• [Task item]: Go through the data line by line. Copy each one holding the string "after".

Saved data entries
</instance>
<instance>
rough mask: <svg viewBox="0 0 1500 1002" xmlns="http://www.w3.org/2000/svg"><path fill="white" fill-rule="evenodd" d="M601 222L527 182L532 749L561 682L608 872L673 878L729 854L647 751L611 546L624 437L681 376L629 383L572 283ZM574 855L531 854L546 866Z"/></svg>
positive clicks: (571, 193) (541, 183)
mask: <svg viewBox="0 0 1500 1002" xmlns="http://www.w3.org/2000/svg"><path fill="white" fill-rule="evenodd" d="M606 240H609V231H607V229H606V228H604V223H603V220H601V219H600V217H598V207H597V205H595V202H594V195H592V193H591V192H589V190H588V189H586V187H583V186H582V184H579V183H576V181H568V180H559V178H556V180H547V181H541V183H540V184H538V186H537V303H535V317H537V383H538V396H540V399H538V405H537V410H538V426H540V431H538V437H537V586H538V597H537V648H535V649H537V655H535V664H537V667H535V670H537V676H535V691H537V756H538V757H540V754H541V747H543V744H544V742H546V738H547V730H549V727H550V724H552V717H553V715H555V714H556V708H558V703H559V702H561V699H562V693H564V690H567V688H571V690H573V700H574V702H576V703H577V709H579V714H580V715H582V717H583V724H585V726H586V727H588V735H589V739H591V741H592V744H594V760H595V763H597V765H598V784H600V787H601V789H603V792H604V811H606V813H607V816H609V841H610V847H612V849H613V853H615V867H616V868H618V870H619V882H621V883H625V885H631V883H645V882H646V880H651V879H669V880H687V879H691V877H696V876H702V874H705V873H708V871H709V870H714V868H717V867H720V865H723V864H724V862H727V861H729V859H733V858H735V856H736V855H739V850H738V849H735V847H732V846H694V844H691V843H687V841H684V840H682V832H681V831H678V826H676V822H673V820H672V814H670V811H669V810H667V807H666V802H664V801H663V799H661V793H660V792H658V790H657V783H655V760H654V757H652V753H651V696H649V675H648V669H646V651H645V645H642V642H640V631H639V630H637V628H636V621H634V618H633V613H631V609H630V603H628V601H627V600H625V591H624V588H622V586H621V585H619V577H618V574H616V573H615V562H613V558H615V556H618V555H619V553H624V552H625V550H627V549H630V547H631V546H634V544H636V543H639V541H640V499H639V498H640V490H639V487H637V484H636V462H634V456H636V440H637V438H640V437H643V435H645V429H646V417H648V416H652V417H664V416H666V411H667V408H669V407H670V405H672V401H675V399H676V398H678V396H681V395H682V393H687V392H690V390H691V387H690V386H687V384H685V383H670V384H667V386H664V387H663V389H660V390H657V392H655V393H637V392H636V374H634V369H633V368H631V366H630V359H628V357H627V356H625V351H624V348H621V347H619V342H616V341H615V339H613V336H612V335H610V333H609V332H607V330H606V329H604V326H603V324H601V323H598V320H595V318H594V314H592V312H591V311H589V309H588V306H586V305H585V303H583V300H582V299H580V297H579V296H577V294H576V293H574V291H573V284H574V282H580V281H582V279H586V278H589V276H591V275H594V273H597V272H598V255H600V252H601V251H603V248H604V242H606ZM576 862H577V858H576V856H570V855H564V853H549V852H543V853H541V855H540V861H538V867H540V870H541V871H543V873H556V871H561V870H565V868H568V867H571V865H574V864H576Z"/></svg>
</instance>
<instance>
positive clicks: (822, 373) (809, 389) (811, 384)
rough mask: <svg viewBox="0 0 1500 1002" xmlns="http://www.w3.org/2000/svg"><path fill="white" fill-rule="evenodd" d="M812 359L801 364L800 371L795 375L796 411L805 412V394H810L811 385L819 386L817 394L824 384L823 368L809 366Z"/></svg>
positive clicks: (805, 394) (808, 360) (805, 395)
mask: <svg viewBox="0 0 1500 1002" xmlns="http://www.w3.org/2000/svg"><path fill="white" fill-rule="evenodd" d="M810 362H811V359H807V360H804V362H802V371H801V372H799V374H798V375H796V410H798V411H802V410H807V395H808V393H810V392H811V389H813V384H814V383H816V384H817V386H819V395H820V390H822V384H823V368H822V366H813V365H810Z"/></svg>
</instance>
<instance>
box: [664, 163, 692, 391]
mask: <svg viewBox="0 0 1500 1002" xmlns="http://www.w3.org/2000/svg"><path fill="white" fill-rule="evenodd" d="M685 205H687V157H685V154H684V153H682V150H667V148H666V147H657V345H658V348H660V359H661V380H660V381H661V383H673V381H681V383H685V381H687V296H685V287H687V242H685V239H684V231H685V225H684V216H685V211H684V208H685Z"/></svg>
...
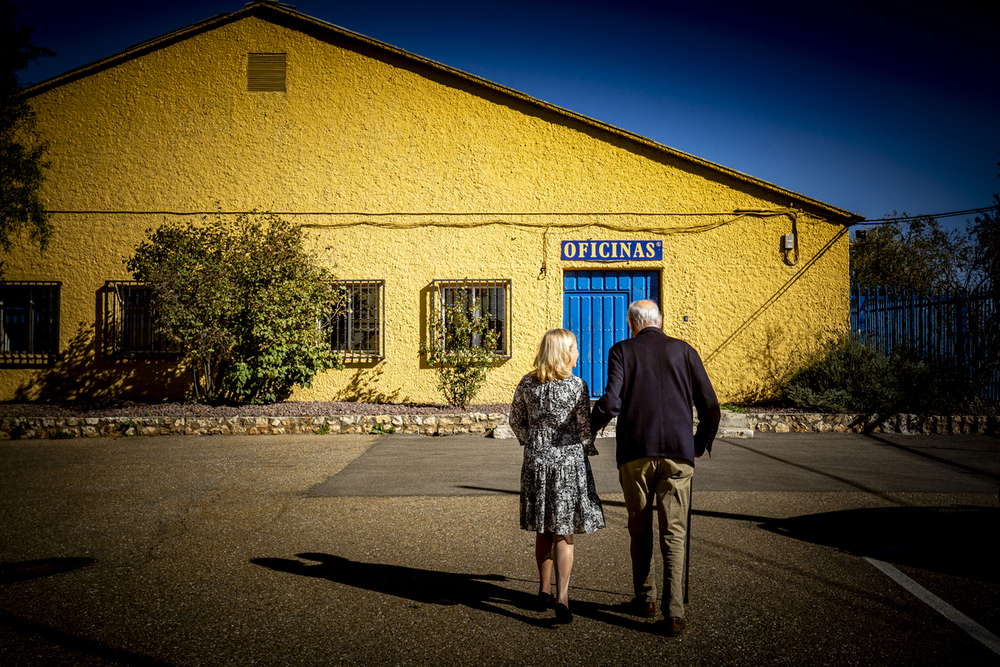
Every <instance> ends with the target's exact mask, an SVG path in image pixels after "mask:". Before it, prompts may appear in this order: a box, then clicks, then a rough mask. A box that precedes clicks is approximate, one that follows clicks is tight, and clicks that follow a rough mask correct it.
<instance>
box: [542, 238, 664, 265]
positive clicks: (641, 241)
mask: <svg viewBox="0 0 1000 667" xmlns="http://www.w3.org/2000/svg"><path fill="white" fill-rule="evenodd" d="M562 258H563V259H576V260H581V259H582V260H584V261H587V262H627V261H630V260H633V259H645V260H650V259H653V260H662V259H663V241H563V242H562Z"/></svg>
...
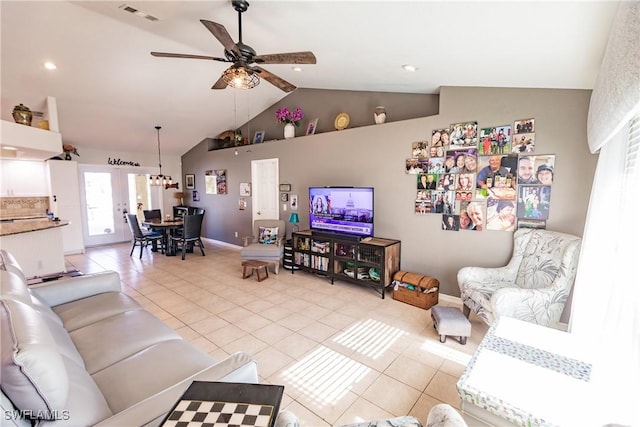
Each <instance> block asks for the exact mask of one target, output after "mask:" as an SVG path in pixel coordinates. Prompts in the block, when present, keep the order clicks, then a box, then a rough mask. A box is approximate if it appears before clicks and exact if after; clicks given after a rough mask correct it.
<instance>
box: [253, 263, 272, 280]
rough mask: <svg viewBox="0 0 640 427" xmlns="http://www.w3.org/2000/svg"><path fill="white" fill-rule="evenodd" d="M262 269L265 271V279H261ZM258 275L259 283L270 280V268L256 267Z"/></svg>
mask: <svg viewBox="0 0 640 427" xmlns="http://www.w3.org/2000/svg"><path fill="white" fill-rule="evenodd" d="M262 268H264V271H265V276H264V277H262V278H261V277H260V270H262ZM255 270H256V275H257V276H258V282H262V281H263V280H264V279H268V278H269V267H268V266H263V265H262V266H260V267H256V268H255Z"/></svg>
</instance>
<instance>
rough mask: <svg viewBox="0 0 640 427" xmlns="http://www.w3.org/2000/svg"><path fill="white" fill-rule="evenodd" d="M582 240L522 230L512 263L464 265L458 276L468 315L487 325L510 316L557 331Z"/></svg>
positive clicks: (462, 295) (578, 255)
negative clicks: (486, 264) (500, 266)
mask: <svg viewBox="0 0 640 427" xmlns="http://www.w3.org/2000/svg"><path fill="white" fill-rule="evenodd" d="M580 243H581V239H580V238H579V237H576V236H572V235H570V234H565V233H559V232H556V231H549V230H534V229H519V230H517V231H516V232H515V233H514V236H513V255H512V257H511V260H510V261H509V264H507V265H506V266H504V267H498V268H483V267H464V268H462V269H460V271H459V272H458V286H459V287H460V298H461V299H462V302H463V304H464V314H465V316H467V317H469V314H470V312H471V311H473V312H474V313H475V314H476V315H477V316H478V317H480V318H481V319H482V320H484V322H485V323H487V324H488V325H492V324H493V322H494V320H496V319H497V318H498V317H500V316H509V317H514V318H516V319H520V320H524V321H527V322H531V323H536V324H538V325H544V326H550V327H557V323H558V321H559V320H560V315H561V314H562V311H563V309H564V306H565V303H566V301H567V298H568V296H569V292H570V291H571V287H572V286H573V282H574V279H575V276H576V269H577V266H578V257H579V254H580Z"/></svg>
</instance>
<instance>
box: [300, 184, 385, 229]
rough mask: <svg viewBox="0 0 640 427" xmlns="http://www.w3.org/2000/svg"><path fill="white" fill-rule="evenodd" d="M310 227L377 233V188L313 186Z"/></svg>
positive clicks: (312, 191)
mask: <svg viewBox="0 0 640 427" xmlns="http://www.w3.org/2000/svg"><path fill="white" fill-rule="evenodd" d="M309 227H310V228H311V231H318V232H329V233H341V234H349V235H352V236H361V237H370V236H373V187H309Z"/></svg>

• [Reply to the exercise]:
Every <instance> ends with the target's exact mask, an SVG path in image pixels after "mask:". Before it, prompts may appear in this order: a box, then clicks, then a rough mask. A box that precedes clicks is approximate, one that follows clicks is tight, and clicks that follow a rough mask correct it.
Each <instance> block asks for the exact mask of one target, output after "mask:" as an SVG path in pixel coordinates. Prompts in the block, when present, keep the order clicks, then a box, then a rough mask. A box is approximate if it appears before clicks and exact if after; clicks given after a rough mask correct it.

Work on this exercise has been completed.